TEXT TO READ:
::::::::::

# Why the small game rosters?



## Dos Equis (Mar 26, 2018)

Looking at recent game reports, more than a few Socal DA teams seem to be playing with pretty small rosters, only 2-4 reserves/subs, in recent weeks.  LA Galaxy a good example for both older age groups, which is surprising in dual age bands with multiple reserve/DPL teams.  Interested in some insight from DA parents on possible explanations.

Understanding injuries take their toll, has there been more than expected?  Does this reflect the reality of the sub-rules not needing large game day rosters, and perhaps a desire to have fewer players idle on the bench, and more players play 90? 

This is not about bashing the DA, so hold those comments.  It is more about understanding both the intended and unintended consequences of a new league with new rules, now that we have some real game data.


----------



## Dummy (Mar 26, 2018)

Dos Equis said:


> Looking at recent game reports, more than a few Socal DA teams seem to be playing with pretty small rosters, only 2-4 reserves/subs, in recent weeks.  LA Galaxy a good example for both older age groups, which is surprising in dual age bands with multiple reserve/DPL teams.  Interested in some insight from DA parents on possible explanations.
> 
> Understanding injuries take their toll, has there been more than expected?  Does this reflect the reality of the sub-rules not needing large game day rosters, and perhaps a desire to have fewer players idle on the bench, and more players play 90?
> 
> This is not about bashing the DA, so hold those comments.  It is more about understanding both the intended and unintended consequences of a new league with new rules, now that we have some real game data.


There are players that wanted to play more that left their DA teams to play spring college showcases and National Cup on non-DA teams.


----------



## Eagle33 (Mar 26, 2018)

Dos Equis said:


> Looking at recent game reports, more than a few Socal DA teams seem to be playing with pretty small rosters, only 2-4 reserves/subs, in recent weeks.  LA Galaxy a good example for both older age groups, which is surprising in dual age bands with multiple reserve/DPL teams.  Interested in some insight from DA parents on possible explanations.

::::::::::

Rows excerpted from a collection

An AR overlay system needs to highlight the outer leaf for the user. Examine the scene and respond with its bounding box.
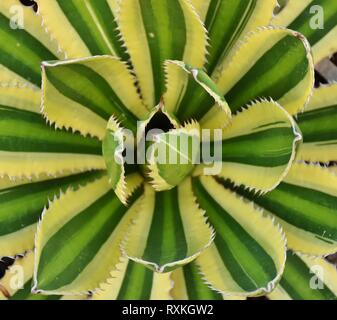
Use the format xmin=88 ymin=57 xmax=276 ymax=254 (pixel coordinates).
xmin=0 ymin=0 xmax=62 ymax=87
xmin=217 ymin=27 xmax=314 ymax=114
xmin=268 ymin=251 xmax=337 ymax=300
xmin=124 ymin=179 xmax=213 ymax=272
xmin=37 ymin=0 xmax=125 ymax=58
xmin=34 ymin=177 xmax=142 ymax=294
xmin=148 ymin=123 xmax=200 ymax=191
xmin=195 ymin=100 xmax=301 ymax=192
xmin=193 ymin=177 xmax=286 ymax=296
xmin=164 ymin=61 xmax=231 ymax=129
xmin=0 ymin=172 xmax=102 ymax=257
xmin=192 ymin=0 xmax=277 ymax=74
xmin=0 ymin=251 xmax=85 ymax=300
xmin=42 ymin=56 xmax=148 ymax=139
xmin=230 ymin=164 xmax=337 ymax=255
xmin=272 ymin=0 xmax=337 ymax=63
xmin=102 ymin=117 xmax=143 ymax=205
xmin=297 ymin=84 xmax=337 ymax=162
xmin=171 ymin=262 xmax=244 ymax=300
xmin=118 ymin=0 xmax=207 ymax=108
xmin=180 ymin=27 xmax=314 ymax=120
xmin=92 ymin=259 xmax=172 ymax=300
xmin=0 ymin=87 xmax=105 ymax=177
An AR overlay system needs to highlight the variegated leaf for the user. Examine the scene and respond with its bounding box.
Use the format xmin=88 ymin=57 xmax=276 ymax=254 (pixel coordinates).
xmin=0 ymin=251 xmax=86 ymax=300
xmin=34 ymin=176 xmax=142 ymax=294
xmin=0 ymin=172 xmax=102 ymax=257
xmin=171 ymin=262 xmax=245 ymax=300
xmin=297 ymin=84 xmax=337 ymax=163
xmin=0 ymin=87 xmax=105 ymax=178
xmin=42 ymin=56 xmax=148 ymax=139
xmin=123 ymin=179 xmax=213 ymax=272
xmin=192 ymin=177 xmax=286 ymax=296
xmin=118 ymin=0 xmax=207 ymax=108
xmin=36 ymin=0 xmax=127 ymax=60
xmin=227 ymin=163 xmax=337 ymax=256
xmin=194 ymin=100 xmax=301 ymax=192
xmin=268 ymin=251 xmax=337 ymax=300
xmin=272 ymin=0 xmax=337 ymax=63
xmin=92 ymin=258 xmax=173 ymax=300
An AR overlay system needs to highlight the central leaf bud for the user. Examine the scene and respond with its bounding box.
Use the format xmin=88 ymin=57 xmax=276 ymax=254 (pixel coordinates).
xmin=147 ymin=123 xmax=200 ymax=191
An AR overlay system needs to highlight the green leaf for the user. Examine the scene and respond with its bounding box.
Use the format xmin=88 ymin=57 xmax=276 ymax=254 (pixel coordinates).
xmin=226 ymin=163 xmax=337 ymax=255
xmin=118 ymin=0 xmax=207 ymax=108
xmin=0 ymin=172 xmax=102 ymax=257
xmin=192 ymin=177 xmax=286 ymax=296
xmin=37 ymin=0 xmax=127 ymax=60
xmin=123 ymin=179 xmax=213 ymax=272
xmin=179 ymin=26 xmax=314 ymax=121
xmin=272 ymin=0 xmax=337 ymax=63
xmin=192 ymin=0 xmax=277 ymax=74
xmin=0 ymin=87 xmax=105 ymax=178
xmin=92 ymin=258 xmax=172 ymax=300
xmin=0 ymin=0 xmax=57 ymax=87
xmin=0 ymin=251 xmax=86 ymax=300
xmin=42 ymin=56 xmax=148 ymax=139
xmin=195 ymin=100 xmax=301 ymax=192
xmin=163 ymin=60 xmax=231 ymax=129
xmin=171 ymin=262 xmax=223 ymax=300
xmin=268 ymin=251 xmax=337 ymax=300
xmin=297 ymin=84 xmax=337 ymax=163
xmin=147 ymin=123 xmax=200 ymax=191
xmin=34 ymin=176 xmax=142 ymax=294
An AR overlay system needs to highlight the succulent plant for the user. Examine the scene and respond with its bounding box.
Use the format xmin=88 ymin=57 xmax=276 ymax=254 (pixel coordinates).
xmin=0 ymin=0 xmax=337 ymax=300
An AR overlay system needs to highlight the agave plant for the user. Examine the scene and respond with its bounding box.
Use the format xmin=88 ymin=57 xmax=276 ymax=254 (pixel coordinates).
xmin=0 ymin=0 xmax=337 ymax=299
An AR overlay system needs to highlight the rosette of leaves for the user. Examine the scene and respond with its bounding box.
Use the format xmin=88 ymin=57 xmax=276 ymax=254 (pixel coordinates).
xmin=0 ymin=0 xmax=337 ymax=299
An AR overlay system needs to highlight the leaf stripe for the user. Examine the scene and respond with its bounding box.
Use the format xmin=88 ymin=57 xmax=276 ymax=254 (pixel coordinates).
xmin=0 ymin=171 xmax=102 ymax=236
xmin=117 ymin=261 xmax=153 ymax=300
xmin=37 ymin=189 xmax=142 ymax=291
xmin=45 ymin=63 xmax=137 ymax=129
xmin=236 ymin=183 xmax=337 ymax=241
xmin=297 ymin=105 xmax=337 ymax=142
xmin=182 ymin=262 xmax=223 ymax=300
xmin=9 ymin=278 xmax=62 ymax=301
xmin=0 ymin=106 xmax=102 ymax=155
xmin=0 ymin=13 xmax=57 ymax=87
xmin=139 ymin=0 xmax=186 ymax=103
xmin=205 ymin=0 xmax=257 ymax=74
xmin=193 ymin=179 xmax=277 ymax=291
xmin=57 ymin=0 xmax=126 ymax=59
xmin=225 ymin=36 xmax=309 ymax=112
xmin=215 ymin=127 xmax=294 ymax=167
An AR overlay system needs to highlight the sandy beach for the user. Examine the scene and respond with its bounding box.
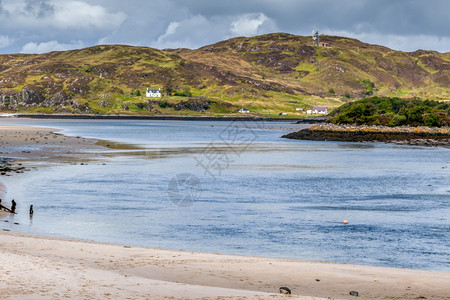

::::::::::

EXERCISES:
• A. In the forum thread on small game rosters, what did some players who wanted more playing time leave their DA teams to do?
• B. Extend the forum thread on small game rosters from the point where it stops.

WRITTEN RESPONSES:
• A. They left to play spring college showcases and National Cup on non-DA teams.

• B.
> 
> Understanding injuries take their toll, has there been more than expected?  Does this reflect the reality of the sub-rules not needing large game day rosters, and perhaps a desire to have fewer players idle on the bench, and more players play 90?
> 
> This is not about bashing the DA, so hold those comments.  It is more about understanding both the intended and unintended consequences of a new league with new rules, now that we have some real game data.


Nobody wants to ride a bench, even if it's on a DA team.


----------



## Josep (Mar 26, 2018)

No need for big benches.  Many teams have kept a pretty small squad.   Favors everyone. You can call up from the next age down.  

The sub rules aren’t an issue.


----------



## Dos Equis (Mar 26, 2018)

Josep said:


> No need for big benches.  Many teams have kept a pretty small squad.   Favors everyone. You can call up from the next age down.
> 
> The sub rules aren’t an issue.


Relying on reserves seems a reasonable approach, but teams are playing with game day rosters of 13-15 (only 2-4 subs) according to the match reports.  They are not calling up enough players to get to a full roster.  There are unintended consequenses to this that may not favor everyone.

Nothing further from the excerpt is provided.